#### Written task 1:
Answer these questions about the blog post on autumn slackrope practice, before the rows below.
(a) Who is credited with the quoted poem?
(b) What colors are the leaves overhead where the slackrope is set up?
(c) What does the writer focus on first after setting up?
-- Start Document excerpt --
Sunday, October 19, 2014

Autumn is in Full Swing


Listen! the wind is rising,
and the air is wild with leaves.
We have had our summer evenings,
now for October eves.
~Humbert Wolfe


Where I set up my slackrope orange and yellow leaves are quivering overhead and—increasingly—fluttering to the ground. All too soon the branches will be bare. I’ve been storing up memories of these idyllic autumn practice sessions. This is how a slackrope session might go these days:

After I set up, I focus on walking for a while. I work to hold my silver strand still, so that except for the changing angles of the rope as I cross, it appears solid rather than merely a loose hung rope. I breathe deeply as I try to take big steady steps all the way to the other end. My turns are still usually unsteady, but I get myself around so I can head back to where I started. Back and forth, back and forth as an autumn breeze tickles the leaves overhead and brushes by cool on my skin.
-- End Document excerpt --
-- Start Material --
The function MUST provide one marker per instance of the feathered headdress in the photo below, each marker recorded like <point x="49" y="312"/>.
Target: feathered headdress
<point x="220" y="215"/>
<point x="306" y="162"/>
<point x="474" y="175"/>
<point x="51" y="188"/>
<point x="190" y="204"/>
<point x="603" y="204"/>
-- End Material --
#### Written task 2:
Rewrite the rows above, changing "feathered headdress" to "beaded necklace" and leaving everything else as it is.

#### Complete response 1:
(a) Humbert Wolfe
(b) Orange and yellow
(c) Walking

#### Complete response 2:
The function MUST provide one marker per instance of the beaded necklace in the photo below, each marker recorded like <point x="49" y="312"/>.
Target: beaded necklace
<point x="220" y="215"/>
<point x="306" y="162"/>
<point x="474" y="175"/>
<point x="51" y="188"/>
<point x="190" y="204"/>
<point x="603" y="204"/>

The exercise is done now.